> _PROBLEM REQUIREMENTS_: Every single entry must be reproduced precisely.

[Stored data entries]
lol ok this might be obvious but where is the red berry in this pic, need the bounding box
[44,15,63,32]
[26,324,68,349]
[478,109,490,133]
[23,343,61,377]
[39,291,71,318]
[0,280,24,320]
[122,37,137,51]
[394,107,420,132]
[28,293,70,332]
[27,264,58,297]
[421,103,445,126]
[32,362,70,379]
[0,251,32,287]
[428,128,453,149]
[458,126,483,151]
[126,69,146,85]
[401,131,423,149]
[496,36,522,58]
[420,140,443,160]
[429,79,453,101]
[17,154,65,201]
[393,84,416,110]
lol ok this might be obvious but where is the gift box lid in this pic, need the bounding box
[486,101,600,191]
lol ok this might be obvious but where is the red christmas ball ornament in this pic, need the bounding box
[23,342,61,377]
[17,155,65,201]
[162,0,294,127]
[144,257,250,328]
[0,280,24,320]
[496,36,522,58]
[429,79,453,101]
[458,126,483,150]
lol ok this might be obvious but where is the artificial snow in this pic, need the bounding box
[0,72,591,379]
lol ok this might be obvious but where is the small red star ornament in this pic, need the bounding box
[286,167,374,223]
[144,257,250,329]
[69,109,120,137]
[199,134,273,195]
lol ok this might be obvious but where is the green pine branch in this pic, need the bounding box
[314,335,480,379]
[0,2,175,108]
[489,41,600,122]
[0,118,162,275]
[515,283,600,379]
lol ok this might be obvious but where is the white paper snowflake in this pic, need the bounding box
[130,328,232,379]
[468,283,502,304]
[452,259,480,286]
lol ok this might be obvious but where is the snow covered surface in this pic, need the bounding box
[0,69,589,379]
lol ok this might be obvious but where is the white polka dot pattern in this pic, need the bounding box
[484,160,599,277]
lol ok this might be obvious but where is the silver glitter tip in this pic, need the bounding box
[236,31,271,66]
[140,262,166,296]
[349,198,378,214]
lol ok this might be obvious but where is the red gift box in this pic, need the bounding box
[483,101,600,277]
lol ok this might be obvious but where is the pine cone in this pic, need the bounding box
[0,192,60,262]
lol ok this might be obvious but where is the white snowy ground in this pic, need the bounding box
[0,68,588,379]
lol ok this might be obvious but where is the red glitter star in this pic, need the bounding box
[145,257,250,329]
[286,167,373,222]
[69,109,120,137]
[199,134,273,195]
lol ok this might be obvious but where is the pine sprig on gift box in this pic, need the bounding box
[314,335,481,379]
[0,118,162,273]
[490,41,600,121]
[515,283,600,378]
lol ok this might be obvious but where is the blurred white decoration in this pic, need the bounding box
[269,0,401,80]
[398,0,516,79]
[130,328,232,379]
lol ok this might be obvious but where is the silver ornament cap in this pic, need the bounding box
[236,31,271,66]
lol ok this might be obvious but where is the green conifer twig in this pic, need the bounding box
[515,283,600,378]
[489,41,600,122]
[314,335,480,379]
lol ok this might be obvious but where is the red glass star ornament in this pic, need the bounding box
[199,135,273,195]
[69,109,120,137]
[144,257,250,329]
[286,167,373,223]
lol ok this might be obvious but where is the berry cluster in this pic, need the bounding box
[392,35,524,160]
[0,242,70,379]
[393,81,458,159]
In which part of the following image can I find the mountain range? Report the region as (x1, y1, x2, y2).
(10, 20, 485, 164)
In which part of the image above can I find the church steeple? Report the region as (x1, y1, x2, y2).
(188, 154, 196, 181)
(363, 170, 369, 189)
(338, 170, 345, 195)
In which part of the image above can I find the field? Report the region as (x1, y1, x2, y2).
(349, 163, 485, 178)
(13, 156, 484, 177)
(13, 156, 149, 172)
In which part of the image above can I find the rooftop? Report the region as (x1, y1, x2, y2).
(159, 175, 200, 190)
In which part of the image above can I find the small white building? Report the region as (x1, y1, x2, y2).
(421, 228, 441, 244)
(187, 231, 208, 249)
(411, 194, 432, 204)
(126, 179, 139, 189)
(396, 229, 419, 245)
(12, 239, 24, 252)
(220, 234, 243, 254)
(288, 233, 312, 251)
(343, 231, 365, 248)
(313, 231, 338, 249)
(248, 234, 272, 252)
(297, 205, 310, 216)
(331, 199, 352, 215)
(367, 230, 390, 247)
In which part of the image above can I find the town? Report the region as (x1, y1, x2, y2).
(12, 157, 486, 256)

> _TASK ANSWER_:
lol ok this might be obvious but where is the red berry in this pic, need the bounding box
[44,15,63,32]
[26,324,68,349]
[478,109,490,133]
[23,343,61,377]
[39,291,71,318]
[0,280,24,320]
[122,37,137,51]
[394,107,420,132]
[28,293,70,332]
[27,264,58,297]
[421,103,445,126]
[32,362,70,379]
[0,251,32,287]
[428,128,453,149]
[458,126,483,151]
[126,69,146,85]
[401,131,423,149]
[496,36,522,58]
[420,140,443,160]
[429,79,453,101]
[17,154,65,201]
[393,84,416,110]
lol ok this might be obvious but where is the gift box lid in this pic, need the bounding box
[486,101,600,191]
lol ok this might be obvious but where is the red christmas ball ornament in this pic, need the bounding box
[23,342,61,377]
[17,155,65,201]
[162,0,294,127]
[144,257,250,328]
[0,280,24,320]
[496,36,522,58]
[429,79,453,101]
[458,126,483,150]
lol ok this might be obvious but where is the artificial snow in this pic, need the bounding box
[0,72,591,379]
lol ok this might be obvious but where is the small red star ornament in this pic, need the bounding box
[286,167,374,223]
[144,257,250,329]
[69,109,120,137]
[199,134,273,195]
lol ok this might be obvious but where is the green pine branch in this pic, need the bounding box
[314,335,480,379]
[0,2,175,108]
[489,41,600,122]
[0,118,162,275]
[515,283,600,379]
lol ok this might be obvious but where is the white paper snowflake in this pic, need the bounding box
[130,328,232,379]
[468,283,502,304]
[452,259,480,286]
lol ok this might be obvious but where is the snow covered surface in this pic, need the bounding box
[0,69,589,379]
lol ok this might be obvious but where is the white polka dot pattern in this pic, need the bounding box
[484,160,599,277]
lol ok this might be obvious but where is the silver glitter tip in this pic, need the bounding box
[236,31,271,66]
[140,262,166,296]
[349,198,378,214]
lol ok this might be obvious but where is the red gift box in this pic, need the bounding box
[483,101,600,277]
lol ok this might be obvious but where is the pine cone in this pic, need the bounding box
[0,192,60,262]
lol ok this might be obvious but where is the white snowy ground in this pic, need the bounding box
[0,68,588,379]
lol ok this might be obvious but where is the red glitter star in this pic, need the bounding box
[145,257,250,329]
[286,167,373,222]
[69,109,120,137]
[199,134,273,195]
lol ok this might be obvious but where is the pine sprig on gift box in this pic, need the bounding box
[314,335,481,379]
[0,118,162,273]
[490,41,600,121]
[515,283,600,378]
lol ok this might be obvious but where is the blurred white decoration in this pic, need the bounding box
[269,0,401,80]
[398,0,516,79]
[130,328,232,379]
lol ok this might be obvious but where is the silver ornament cap in this pic, need the bounding box
[236,31,271,66]
lol ok this might be obvious but where is the green conifer twig in this pic, need the bounding box
[515,283,600,378]
[489,41,600,122]
[314,335,480,379]
lol ok this might be obvious but where is the red glass star ornament in this pic, need the bounding box
[199,135,273,195]
[69,109,120,137]
[144,257,250,329]
[286,167,373,223]
lol ok this might be obvious but where is the berry cluster in this pic, need the bounding box
[392,35,524,160]
[0,242,70,379]
[393,81,458,159]
In which part of the following image can I find the mountain range? Report the region as (x1, y1, x2, y2).
(10, 20, 485, 164)
In which part of the image above can I find the church steeple? Report the region as (x1, y1, x2, y2).
(188, 154, 196, 181)
(363, 170, 369, 189)
(338, 170, 345, 195)
In which part of the image above can I find the field? Report the region as (x1, y1, x2, y2).
(349, 163, 485, 178)
(13, 156, 484, 177)
(13, 156, 149, 172)
In which part of the image above can I find the rooftop? Report the region as (x1, y1, x2, y2).
(159, 175, 200, 190)
In which part of the image above can I find the small white building? Report the region as (x1, y1, x2, y2).
(421, 228, 441, 244)
(187, 231, 208, 249)
(411, 194, 432, 204)
(126, 179, 139, 189)
(396, 229, 419, 245)
(12, 239, 24, 252)
(220, 234, 243, 254)
(288, 233, 312, 251)
(343, 231, 365, 248)
(313, 231, 338, 249)
(248, 234, 272, 252)
(297, 205, 310, 216)
(331, 199, 352, 215)
(367, 230, 390, 247)
In which part of the image above can I find the town? Report the region as (x1, y1, x2, y2).
(12, 157, 486, 256)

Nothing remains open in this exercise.